··· EXCERPT PROVIDED

1.C.14 The Cytohemolysin (CHL) Family
The CHL family consists of hemolytic cytotoxins from various species of Vibrio, Aeromonas and Listonella. The proteins act on a variety of target animal cells such as enterocytes and immune cells. During secretion of the V. cholerae cytolysin, the N-terminal 25 residue leader peptide is cleaved off yielding an extracellular 79 kDa procytolysin which must be proteolytically activated. Removal of an N-terminal 14 kDa fragment of the procytolysin followed by further proteolytic cleavage in the C-terminal region yields an active 50 kDa species which oligomerizes in the presence of cholesterol-sphingolipid-containing membranes to generate a transmembrane water-filled pore of about 1.5 nm diameter. The complex is probably a homoheptamer (Olson & Gonaux, 2005). This family is distantly related to the αHL family (#1.C.3) of heptameric toxins from Gram-positive bacteria.

······
··· MATERIAL PROVIDED

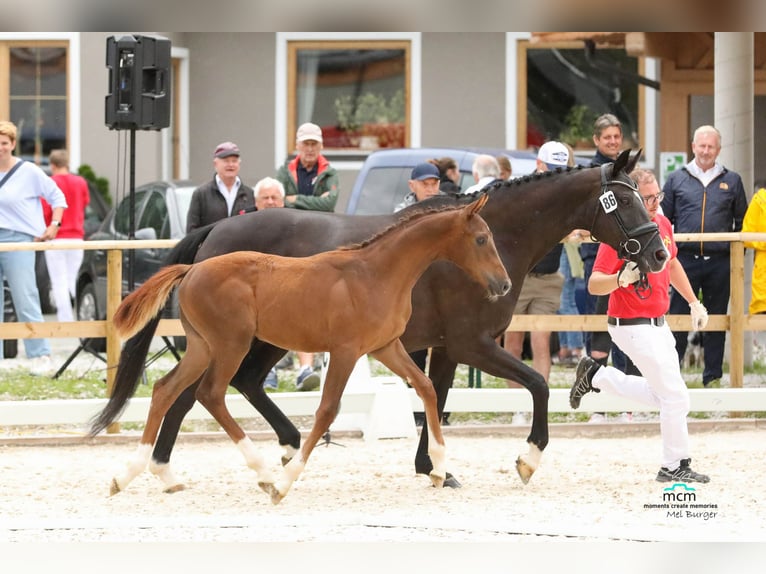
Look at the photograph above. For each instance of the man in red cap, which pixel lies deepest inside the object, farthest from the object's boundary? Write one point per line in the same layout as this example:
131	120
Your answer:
225	195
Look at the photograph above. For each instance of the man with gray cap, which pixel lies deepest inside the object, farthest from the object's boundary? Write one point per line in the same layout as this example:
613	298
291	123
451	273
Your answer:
424	183
541	291
225	195
309	179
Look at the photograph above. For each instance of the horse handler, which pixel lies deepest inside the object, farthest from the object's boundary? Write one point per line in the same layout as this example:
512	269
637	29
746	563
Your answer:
636	322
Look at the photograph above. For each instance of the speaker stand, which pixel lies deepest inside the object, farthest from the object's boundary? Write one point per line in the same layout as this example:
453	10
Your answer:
83	346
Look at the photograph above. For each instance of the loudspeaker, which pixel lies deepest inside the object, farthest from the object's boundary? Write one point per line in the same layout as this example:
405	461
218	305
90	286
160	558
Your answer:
139	82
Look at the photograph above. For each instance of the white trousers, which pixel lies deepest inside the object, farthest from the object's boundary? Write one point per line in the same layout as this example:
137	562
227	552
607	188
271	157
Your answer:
653	351
63	265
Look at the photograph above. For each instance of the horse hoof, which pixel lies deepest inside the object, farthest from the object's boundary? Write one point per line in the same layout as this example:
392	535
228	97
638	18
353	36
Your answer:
451	482
525	470
437	480
174	488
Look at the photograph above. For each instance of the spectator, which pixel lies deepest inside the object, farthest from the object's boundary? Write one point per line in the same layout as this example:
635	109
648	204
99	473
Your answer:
541	291
504	162
269	193
637	323
223	196
311	183
63	264
705	197
309	179
449	174
755	221
485	171
607	136
424	183
571	343
21	220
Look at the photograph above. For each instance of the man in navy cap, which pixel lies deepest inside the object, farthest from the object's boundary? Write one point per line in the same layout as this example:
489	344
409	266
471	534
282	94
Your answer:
424	183
223	196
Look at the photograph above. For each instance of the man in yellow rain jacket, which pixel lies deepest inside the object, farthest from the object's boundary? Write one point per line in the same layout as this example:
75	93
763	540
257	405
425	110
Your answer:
755	221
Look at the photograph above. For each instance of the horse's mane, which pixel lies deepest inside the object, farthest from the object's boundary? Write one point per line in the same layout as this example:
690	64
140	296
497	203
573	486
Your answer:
446	202
406	219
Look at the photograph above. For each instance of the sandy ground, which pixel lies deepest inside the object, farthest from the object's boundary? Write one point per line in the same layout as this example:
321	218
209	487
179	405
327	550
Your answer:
599	489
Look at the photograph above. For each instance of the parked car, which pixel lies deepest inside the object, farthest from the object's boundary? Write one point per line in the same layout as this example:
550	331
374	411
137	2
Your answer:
160	213
382	182
95	212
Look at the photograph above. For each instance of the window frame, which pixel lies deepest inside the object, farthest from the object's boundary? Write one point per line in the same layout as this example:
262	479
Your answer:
69	40
519	44
288	42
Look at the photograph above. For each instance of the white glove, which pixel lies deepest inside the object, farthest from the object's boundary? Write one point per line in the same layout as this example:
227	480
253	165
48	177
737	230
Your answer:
699	315
629	274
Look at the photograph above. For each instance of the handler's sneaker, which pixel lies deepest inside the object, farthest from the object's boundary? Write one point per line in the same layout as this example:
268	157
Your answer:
683	473
308	380
586	368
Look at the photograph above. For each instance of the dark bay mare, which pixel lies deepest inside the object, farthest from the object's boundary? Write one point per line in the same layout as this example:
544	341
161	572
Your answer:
528	216
360	304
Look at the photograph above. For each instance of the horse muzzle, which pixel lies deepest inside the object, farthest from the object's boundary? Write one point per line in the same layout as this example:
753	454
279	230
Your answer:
498	287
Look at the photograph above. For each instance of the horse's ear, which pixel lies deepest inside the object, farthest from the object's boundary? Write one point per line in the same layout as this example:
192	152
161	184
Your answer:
476	206
621	162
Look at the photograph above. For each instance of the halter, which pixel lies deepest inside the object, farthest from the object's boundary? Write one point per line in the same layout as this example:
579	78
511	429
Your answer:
631	246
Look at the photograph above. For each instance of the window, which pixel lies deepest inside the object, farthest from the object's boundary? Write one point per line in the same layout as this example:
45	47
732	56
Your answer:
567	88
356	91
35	96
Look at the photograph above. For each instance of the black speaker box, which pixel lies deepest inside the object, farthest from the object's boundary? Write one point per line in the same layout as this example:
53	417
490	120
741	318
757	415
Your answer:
139	82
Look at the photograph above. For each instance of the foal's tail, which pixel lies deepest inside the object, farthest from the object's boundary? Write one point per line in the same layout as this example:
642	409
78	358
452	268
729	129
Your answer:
138	308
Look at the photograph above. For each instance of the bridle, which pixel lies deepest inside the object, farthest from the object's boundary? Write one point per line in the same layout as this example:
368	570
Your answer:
631	246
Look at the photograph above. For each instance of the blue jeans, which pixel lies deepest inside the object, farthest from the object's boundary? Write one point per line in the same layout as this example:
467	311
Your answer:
569	339
18	269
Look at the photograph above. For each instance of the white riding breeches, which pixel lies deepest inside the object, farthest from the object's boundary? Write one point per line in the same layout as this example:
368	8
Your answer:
653	350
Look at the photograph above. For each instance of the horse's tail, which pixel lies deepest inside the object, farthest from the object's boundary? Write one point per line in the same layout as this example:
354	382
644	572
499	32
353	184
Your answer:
138	308
135	350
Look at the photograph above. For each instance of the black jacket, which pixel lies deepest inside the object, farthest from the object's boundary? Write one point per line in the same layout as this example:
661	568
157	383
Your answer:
208	205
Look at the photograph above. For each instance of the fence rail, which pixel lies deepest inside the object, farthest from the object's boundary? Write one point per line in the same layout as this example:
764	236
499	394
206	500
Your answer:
737	322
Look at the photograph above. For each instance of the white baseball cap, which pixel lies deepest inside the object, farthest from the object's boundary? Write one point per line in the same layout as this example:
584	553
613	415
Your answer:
553	154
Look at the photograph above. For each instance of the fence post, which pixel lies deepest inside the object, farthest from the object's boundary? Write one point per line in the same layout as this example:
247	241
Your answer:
113	298
737	314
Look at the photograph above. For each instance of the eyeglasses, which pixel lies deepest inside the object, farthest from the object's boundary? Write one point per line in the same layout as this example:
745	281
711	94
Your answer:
652	199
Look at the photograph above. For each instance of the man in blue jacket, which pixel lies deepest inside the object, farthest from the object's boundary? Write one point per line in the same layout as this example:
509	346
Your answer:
705	197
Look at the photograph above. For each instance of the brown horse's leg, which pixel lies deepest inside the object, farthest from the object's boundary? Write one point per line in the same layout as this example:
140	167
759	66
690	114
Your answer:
338	372
211	393
396	358
165	391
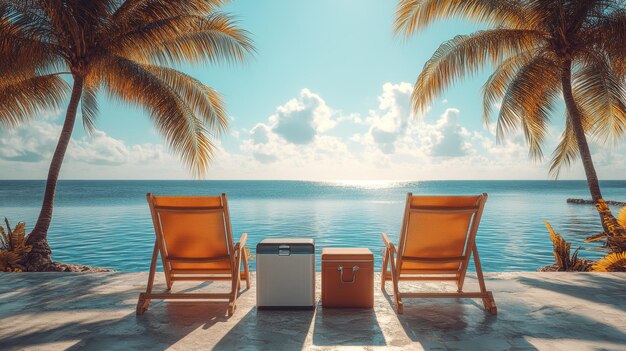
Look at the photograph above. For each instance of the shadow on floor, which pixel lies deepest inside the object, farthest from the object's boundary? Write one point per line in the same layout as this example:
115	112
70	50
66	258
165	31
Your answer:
347	327
268	330
441	323
104	319
596	288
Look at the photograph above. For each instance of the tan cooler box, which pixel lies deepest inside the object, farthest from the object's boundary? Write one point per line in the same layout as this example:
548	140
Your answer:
347	277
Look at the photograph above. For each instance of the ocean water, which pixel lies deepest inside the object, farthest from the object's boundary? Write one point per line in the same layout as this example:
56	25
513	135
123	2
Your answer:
108	224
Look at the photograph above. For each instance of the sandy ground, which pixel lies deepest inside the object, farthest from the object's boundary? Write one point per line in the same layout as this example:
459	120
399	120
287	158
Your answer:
96	311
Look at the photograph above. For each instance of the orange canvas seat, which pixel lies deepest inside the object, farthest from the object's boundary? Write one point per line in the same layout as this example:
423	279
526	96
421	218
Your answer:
436	241
195	242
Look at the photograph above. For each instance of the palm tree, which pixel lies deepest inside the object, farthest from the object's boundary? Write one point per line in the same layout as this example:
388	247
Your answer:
540	49
123	49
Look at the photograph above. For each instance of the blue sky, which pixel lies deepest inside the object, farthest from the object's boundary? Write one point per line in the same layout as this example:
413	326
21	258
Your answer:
325	97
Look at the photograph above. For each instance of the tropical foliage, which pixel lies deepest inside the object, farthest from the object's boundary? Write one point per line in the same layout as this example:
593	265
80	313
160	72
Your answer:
613	262
541	50
13	247
565	261
123	49
615	243
615	235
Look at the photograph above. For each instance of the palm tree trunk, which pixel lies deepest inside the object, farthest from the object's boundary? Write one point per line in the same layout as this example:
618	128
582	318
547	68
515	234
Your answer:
39	257
575	117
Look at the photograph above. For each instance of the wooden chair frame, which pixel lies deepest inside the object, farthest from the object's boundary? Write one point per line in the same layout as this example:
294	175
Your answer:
394	258
237	256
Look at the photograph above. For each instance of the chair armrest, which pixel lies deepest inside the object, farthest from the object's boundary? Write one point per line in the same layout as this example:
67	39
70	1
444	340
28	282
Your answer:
242	242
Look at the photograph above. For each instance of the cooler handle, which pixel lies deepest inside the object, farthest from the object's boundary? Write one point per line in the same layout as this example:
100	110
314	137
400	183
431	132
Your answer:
354	270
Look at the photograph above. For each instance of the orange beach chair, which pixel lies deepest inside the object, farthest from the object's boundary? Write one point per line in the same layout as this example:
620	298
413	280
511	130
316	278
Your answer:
194	239
437	238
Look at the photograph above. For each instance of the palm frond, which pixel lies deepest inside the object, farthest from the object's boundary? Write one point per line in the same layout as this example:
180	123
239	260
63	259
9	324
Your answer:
185	39
134	14
186	134
414	15
608	35
528	102
203	101
566	152
495	87
602	95
89	106
21	100
466	54
25	49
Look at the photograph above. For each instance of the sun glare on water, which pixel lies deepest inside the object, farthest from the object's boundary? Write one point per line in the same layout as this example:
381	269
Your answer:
366	184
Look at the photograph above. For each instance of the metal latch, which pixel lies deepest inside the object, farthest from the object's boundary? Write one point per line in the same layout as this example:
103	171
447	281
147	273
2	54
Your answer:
284	250
354	270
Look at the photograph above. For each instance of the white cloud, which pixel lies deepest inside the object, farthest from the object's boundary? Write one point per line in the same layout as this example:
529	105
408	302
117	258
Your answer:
307	139
299	120
451	138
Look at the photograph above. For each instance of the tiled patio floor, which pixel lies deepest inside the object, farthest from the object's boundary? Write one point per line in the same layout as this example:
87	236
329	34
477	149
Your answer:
536	311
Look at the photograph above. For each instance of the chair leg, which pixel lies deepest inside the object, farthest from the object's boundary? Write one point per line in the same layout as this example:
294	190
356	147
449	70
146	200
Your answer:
246	270
396	290
142	304
383	274
144	300
487	296
232	302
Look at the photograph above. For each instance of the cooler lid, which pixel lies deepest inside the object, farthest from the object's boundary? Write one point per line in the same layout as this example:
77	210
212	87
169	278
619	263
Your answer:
286	246
347	254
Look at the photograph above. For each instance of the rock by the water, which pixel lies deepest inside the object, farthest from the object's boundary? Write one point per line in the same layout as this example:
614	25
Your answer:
69	267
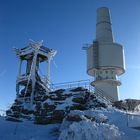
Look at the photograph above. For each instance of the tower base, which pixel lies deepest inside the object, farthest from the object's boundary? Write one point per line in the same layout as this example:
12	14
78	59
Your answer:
109	90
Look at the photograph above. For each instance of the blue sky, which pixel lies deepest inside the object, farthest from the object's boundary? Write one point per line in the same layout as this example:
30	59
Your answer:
66	25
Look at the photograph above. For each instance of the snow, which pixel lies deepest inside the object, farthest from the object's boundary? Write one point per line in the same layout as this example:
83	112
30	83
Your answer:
25	131
115	127
87	130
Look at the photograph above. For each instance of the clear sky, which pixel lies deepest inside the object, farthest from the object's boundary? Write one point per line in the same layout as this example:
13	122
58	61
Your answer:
66	25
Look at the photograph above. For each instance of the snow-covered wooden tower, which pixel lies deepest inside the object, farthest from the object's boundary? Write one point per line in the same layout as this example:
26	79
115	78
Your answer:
30	83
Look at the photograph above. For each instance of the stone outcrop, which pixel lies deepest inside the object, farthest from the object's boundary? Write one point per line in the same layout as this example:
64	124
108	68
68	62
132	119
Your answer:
55	106
128	104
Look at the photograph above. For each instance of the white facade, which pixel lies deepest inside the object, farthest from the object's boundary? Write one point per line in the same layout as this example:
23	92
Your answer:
105	58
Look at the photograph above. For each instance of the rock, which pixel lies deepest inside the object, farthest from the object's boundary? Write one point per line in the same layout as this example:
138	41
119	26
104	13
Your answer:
79	100
58	115
78	89
74	118
78	107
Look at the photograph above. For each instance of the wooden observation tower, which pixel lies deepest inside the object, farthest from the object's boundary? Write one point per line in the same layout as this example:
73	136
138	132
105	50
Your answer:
30	83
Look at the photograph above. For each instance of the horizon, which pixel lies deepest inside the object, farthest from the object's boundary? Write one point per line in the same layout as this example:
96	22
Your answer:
66	26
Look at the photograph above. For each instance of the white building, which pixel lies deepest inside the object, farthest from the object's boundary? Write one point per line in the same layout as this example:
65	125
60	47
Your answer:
105	58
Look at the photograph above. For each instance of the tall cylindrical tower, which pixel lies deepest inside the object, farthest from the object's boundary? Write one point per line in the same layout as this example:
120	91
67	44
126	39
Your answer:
105	58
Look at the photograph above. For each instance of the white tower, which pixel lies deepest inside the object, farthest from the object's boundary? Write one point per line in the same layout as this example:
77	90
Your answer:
105	58
30	83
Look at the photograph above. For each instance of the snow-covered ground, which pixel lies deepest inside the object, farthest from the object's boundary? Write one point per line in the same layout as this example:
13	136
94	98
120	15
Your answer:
116	128
26	131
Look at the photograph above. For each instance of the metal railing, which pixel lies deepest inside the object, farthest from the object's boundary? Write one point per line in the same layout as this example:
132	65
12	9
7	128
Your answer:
73	84
133	120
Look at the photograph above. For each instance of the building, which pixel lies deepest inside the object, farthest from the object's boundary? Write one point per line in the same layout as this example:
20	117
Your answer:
105	58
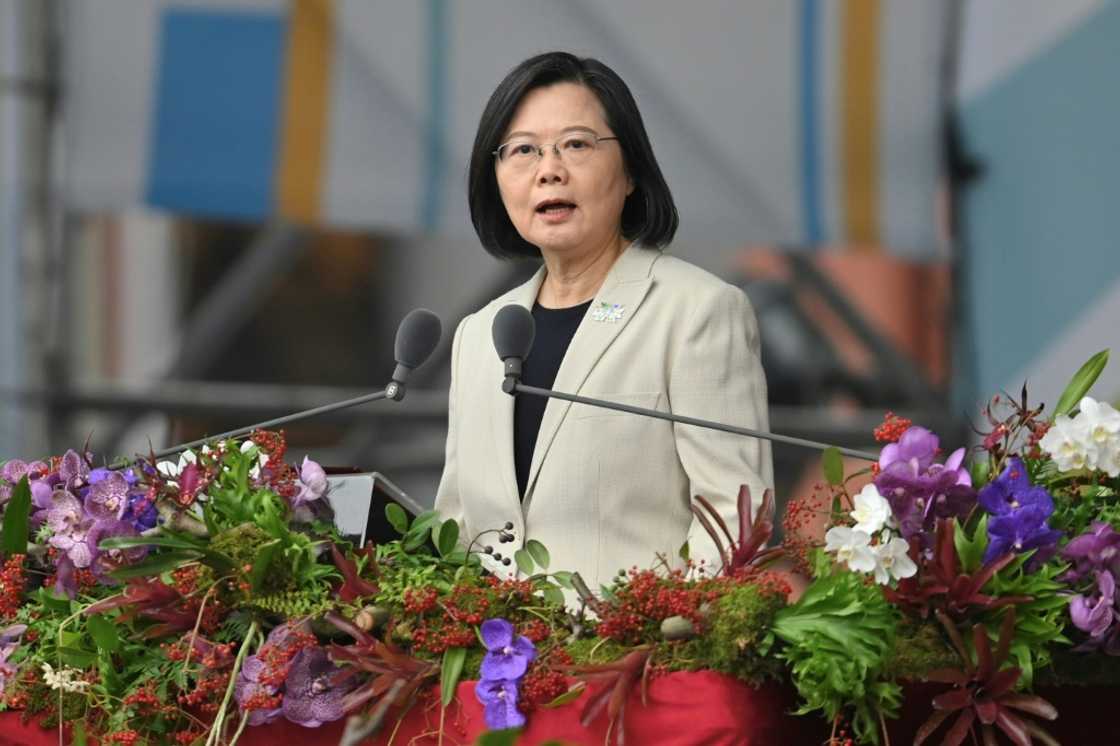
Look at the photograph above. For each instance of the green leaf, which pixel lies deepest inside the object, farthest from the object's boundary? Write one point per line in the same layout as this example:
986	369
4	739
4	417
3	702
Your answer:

······

| TASKS FOR THIS EXERCISE |
a) According to the cytohemolysin family text, what is the approximate diameter of the water-filled pore formed by the active toxin?
b) Extend the cytohemolysin family text beyond its last sentence.
The items come from a separate source unrelated to the cytohemolysin family text.

| ANSWERS IN ORDER |
a) About 1.5 nm.

b)
Vibrio cholerae cytolysin (VCC; 1.C.14.1.1) is an oligomerizing pore-forming toxin that is related to cytolysins of many other Gram-negative organisms. VCC contains six cysteine residues, of which two are present in free sulphydryl form. Two intramolecular disulphide bonds are present, and one is essential for correct folding of protoxin. The pore-forming domain starts at residue 311, and forms a β-barrel in the assembled oligomer with the subsequent odd-numbered residues facing the lipid bilayer and even-numbered residues facing the lumen. The pore-forming domain of VCC is homologous to the β-barrel-forming sequence of staphylococcal cytolysins (TC# 1.C.3) (Valeva et al., 2005). The crystal structure of the heptamer reveals common features among disparate pore-forming toxins (De and Olson, 2011). A ring of tryptophan residues forms the narrowest constriction in the transmembrane channel reminiscent of the phenylalanine clamp identified in anthrax protective antigen (Krantz et al., 2005).
Vibrio cholerae cytolysin (VCC) is essential for high enterotoxicity and apoptosis induction (Saka et al., 2007). The crystal structure of the protoxin has been reported (1 XEZ_A) (Olson & Gonaux, 2005). Formation of an oligomeric Vibrio cholerae cytolysin (VCC) prepore may precede membrane insertion of the pore-forming amino acid sequence (Löhner et al., 2009). Pore formation by VCC follows the same archetypical pathway as beta-barrel cytolysins of gram-positive organisms such as staphylococcal alpha-toxin. Unfolding distinguishes the Vibrio cholerae cytolysin precursor from the mature form of the toxin (Paul and Chattopadhyay, 2011).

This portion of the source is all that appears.